Consigne 1
Dans le passage sur le discours aux ambassadeurs, reprenez la portion allant de "Les banques américaines, suisses" jusqu'à "de preuves chiffrées." en substituant "institutions" à "banques".

Passage de texte
Mercredi dernier, Nicolas Sarkozy n’a pas dérogé à la règle. Il avait commandé à sa fidèle plume Henri Guaino – qui, comme lui, ne porte pas les diplomates dans son cœur – un discours « offensif et de gauche ». Après avoir souhaité la bienvenue aux membres du gouvernement, du Parlement et à « ses Excellences » les ambassadeurs, Nicolas Sarkozy a salué son « cher Michel » (Rocard), installé au premier rang.
Ponctuée d’autant de coups de menton, de clairon et d’épaule, l’allocution a commencé par s’en prendre à tous les « irresponsables » qui ont plongé le monde dans la crise économique la plus grave depuis celle de 1929. S’exprimant devant « le tribunal de l’opinion publique internationale » , Nicolas Sarkozy a prévenu que « la France sera intraitable » pour remettre de l’ordre dans la jungle financière, annonçant le prochain sommet du G20 à Pittsburg (24-25 septembre) comme celui de la fin de l’histoire, entendue comme une mise au pas « définitive » du capitalisme sauvage.
Les banques américaines, suisses et la BNP sont prévenues, et les profiteurs « irresponsables » n’ont qu’à bien se tenir, parce que « l’État a retrouvé toute sa place » pour corriger les crampes de la main invisible du marché… La preuve : « La France est de nouveau, entre l’Allemagne et le Royaume-Uni, la 5e puissance du monde » , a lancé Nicolas Sarkozy à des ambassadeurs quelque peu dubitatifs en l’absence de preuves chiffrées.
Comme en patinage artistique, les figures imposées veulent ensuite qu’on brise quelques lances sur l’Europe qui « doit faire le XXIe siècle sans le subir » . Après un flirt raté avec la perfide Albion, Nicolas Sarkozy se recentre sur le couple franco-allemand grâce, a-t-il dit, à « l’amitié qui me lie à Angela Merkel » . Après la présidence française (2e semestre 2008), l’UE, elle aussi, est de retour comme puissance économique, politique et militaire, car si la France est à nouveau dans le commandement intégré de l’Otan, c’est pour mieux défendre la conception d’une « Europe-puissance », donc d’une Europe de la défense. À ce moment du discours, nos Excellences se tournent vers leur ministre, parce qu’on murmure déjà dans les coulisses du Quai que « BK » (Bernard Kouchner) pourrait prochainement succéder à Javier Solana comme Haut Représentant pour la politique étrangère et de sécurité commune (PESC).

Consigne 2
Comptez les lignes du listing contenant la chaîne "green" et donnez uniquement ce nombre.

Entrées fournies

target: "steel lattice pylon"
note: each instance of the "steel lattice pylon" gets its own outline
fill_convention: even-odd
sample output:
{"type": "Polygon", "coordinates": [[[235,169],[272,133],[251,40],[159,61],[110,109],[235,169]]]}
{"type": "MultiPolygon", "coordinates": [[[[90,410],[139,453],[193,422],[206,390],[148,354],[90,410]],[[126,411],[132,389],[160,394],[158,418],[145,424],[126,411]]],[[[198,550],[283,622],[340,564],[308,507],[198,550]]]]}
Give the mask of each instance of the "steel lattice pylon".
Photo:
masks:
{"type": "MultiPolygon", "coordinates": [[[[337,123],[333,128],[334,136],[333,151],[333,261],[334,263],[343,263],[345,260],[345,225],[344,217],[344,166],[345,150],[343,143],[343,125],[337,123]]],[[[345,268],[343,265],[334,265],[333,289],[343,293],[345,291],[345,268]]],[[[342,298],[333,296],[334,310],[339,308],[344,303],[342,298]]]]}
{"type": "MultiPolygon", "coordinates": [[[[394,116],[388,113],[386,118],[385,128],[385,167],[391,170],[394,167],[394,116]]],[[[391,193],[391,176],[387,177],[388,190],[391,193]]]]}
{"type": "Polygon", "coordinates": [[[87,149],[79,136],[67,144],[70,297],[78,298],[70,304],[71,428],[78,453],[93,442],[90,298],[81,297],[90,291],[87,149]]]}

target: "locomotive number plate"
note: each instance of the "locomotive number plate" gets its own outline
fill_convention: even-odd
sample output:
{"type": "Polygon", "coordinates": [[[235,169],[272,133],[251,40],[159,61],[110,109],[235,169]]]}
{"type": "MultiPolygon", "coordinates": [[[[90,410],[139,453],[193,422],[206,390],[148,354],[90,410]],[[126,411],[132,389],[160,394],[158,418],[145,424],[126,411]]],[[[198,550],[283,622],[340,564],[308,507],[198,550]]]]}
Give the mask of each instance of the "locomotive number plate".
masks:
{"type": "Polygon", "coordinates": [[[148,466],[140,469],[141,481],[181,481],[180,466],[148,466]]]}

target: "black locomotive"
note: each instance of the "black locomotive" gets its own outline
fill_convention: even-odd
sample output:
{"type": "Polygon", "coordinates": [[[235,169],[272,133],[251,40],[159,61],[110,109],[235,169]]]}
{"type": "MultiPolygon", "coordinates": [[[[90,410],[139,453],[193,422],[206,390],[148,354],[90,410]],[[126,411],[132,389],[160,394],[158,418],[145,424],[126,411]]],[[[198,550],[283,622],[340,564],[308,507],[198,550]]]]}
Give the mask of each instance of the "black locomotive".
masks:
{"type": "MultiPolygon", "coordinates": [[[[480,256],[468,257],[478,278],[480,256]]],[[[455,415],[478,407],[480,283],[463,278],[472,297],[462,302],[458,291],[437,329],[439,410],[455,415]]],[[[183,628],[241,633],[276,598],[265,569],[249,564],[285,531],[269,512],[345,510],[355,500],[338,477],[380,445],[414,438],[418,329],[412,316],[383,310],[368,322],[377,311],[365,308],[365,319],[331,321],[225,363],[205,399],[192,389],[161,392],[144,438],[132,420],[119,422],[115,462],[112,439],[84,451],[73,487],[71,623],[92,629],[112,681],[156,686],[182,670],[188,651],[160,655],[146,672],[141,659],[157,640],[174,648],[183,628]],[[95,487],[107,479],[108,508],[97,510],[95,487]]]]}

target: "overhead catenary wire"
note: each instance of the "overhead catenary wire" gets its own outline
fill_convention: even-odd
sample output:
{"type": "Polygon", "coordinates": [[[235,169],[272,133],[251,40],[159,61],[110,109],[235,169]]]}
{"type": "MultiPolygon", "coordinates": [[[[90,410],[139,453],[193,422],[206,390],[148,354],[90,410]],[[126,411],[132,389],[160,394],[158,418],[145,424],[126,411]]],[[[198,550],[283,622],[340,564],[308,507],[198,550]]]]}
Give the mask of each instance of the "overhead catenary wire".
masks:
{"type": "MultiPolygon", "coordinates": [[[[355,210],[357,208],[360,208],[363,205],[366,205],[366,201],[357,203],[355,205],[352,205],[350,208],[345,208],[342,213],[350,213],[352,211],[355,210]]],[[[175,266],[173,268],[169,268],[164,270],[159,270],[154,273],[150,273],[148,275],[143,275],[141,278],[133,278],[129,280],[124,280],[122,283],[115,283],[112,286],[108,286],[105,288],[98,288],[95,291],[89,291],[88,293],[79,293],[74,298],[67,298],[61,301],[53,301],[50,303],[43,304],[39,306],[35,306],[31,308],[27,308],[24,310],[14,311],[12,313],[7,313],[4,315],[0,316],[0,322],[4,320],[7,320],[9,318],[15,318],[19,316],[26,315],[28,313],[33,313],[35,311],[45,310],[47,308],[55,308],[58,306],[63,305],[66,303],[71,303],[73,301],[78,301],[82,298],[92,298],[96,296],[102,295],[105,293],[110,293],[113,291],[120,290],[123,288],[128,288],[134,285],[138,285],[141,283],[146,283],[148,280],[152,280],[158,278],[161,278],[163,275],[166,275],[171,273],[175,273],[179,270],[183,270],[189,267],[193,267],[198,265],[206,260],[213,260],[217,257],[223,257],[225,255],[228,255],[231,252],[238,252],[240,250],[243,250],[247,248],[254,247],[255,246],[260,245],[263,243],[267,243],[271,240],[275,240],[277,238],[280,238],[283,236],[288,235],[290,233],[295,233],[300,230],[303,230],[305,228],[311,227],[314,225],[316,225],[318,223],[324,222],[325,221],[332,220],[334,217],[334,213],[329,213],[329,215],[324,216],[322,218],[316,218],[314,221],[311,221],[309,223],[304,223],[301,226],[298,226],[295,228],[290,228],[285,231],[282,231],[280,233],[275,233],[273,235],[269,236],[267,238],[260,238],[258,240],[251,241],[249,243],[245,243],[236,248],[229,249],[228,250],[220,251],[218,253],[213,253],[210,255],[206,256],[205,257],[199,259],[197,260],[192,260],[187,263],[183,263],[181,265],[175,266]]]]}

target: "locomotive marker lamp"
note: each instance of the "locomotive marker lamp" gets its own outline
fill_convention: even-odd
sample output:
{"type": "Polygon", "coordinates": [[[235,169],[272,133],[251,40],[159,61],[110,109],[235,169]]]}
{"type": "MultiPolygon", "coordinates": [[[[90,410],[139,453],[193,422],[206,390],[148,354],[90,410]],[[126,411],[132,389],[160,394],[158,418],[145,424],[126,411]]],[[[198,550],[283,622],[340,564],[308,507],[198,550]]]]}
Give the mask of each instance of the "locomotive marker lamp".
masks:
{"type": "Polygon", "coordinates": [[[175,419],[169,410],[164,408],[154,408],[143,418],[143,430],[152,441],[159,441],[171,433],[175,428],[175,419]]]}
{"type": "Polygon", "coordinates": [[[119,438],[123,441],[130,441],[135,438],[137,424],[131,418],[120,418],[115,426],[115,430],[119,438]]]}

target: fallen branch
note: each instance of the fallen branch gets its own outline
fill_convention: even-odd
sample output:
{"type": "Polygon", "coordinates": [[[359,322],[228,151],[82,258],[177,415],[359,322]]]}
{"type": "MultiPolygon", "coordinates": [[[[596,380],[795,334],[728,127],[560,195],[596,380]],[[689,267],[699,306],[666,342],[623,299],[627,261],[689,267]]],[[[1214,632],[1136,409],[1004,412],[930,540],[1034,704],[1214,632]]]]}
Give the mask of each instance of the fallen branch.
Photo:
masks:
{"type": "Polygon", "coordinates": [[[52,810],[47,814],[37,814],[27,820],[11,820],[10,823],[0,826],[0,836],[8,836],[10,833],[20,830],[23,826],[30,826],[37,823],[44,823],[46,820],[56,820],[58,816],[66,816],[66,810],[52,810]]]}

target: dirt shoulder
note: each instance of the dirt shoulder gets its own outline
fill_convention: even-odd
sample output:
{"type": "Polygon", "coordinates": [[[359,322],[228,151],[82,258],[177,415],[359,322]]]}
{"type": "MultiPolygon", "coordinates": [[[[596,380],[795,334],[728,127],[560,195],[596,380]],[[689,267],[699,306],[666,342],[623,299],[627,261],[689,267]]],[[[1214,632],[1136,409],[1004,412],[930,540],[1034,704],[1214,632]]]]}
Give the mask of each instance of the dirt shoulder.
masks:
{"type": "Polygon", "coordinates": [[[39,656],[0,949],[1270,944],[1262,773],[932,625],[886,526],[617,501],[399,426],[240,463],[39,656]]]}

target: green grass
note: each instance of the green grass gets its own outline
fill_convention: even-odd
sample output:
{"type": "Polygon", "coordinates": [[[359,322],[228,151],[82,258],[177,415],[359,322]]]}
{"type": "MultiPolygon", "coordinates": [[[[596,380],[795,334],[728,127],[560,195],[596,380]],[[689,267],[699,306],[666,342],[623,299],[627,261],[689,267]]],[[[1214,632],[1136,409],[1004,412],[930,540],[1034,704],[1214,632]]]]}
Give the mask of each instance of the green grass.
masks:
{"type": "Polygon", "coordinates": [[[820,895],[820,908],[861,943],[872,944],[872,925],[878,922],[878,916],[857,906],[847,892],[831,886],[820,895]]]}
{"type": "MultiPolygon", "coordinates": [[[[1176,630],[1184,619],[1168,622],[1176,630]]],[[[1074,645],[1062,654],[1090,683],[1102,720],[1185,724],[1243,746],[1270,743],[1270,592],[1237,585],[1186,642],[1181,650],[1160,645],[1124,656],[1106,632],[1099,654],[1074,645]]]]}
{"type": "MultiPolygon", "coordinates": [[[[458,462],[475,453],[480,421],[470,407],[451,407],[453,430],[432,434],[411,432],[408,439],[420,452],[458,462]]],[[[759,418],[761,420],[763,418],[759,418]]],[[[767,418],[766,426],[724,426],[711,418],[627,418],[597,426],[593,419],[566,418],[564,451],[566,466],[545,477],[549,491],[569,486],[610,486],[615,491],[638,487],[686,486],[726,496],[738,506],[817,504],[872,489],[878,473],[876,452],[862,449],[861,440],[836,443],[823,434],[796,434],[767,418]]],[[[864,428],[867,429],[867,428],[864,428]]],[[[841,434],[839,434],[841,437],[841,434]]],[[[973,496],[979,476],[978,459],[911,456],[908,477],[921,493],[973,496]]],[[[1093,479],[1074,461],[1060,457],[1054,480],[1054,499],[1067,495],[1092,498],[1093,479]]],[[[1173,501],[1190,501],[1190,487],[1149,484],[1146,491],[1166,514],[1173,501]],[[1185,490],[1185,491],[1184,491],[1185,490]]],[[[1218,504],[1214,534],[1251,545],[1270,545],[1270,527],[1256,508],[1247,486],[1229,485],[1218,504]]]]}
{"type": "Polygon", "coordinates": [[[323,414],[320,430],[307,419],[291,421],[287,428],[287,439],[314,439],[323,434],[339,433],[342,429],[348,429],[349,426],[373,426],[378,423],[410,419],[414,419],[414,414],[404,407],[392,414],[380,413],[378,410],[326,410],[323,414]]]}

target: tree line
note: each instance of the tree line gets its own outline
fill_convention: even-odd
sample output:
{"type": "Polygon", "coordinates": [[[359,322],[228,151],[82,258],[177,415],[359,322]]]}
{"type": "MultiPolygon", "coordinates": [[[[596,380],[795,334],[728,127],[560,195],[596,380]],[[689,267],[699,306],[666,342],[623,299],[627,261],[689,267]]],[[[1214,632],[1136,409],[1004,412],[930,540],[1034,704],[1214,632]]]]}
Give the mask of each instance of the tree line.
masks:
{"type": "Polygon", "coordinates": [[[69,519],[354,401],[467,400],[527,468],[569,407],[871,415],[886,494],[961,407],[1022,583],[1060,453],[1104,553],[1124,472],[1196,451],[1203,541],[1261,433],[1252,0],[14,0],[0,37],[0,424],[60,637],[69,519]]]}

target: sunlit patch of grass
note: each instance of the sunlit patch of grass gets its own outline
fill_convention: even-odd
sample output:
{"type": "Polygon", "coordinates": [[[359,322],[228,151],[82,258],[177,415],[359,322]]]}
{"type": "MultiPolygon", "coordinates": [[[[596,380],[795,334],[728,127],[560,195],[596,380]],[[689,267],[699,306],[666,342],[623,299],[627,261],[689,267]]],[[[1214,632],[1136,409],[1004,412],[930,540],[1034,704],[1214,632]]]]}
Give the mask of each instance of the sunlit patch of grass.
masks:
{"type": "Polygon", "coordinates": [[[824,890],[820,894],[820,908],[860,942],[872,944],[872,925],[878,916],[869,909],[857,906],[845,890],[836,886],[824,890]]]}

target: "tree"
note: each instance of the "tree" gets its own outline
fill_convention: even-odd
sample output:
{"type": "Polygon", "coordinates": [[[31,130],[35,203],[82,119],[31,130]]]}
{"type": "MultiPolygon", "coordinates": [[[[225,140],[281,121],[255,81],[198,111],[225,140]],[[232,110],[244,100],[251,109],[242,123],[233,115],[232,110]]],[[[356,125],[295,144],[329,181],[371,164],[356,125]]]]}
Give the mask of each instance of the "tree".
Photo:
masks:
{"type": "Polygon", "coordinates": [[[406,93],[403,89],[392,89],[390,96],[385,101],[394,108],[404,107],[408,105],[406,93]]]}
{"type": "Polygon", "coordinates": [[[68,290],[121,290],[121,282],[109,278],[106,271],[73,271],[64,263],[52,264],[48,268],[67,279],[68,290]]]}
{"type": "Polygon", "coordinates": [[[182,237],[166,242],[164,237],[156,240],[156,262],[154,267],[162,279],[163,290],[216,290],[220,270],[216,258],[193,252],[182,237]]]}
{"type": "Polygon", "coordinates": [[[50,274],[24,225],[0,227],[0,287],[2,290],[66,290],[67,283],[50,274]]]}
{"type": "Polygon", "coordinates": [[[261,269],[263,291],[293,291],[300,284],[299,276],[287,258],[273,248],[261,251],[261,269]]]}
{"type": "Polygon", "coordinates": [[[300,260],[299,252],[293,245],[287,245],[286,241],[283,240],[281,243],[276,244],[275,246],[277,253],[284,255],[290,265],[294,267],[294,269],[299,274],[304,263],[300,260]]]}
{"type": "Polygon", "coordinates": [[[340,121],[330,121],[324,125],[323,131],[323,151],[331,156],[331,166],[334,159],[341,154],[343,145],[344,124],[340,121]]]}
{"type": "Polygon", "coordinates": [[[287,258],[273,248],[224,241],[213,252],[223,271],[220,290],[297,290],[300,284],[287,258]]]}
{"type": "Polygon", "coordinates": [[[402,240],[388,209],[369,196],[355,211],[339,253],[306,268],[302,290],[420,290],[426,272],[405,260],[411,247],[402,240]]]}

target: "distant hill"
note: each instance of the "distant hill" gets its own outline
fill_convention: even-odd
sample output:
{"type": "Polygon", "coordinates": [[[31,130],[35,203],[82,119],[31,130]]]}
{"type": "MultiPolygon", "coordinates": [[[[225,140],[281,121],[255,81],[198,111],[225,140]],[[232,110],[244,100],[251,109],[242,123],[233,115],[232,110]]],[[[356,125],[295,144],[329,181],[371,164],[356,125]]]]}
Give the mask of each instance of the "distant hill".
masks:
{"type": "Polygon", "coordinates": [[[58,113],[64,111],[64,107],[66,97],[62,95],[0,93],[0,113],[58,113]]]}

Réponse rédigée 1
Les institutions américaines, suisses et la BNP sont prévenues, et les profiteurs « irresponsables » n’ont qu’à bien se tenir, parce que « l’État a retrouvé toute sa place » pour corriger les crampes de la main invisible du marché… La preuve : « La France est de nouveau, entre l’Allemagne et le Royaume-Uni, la 5e puissance du monde » , a lancé Nicolas Sarkozy à des ambassadeurs quelque peu dubitatifs en l’absence de preuves chiffrées.

Réponse rédigée 2
3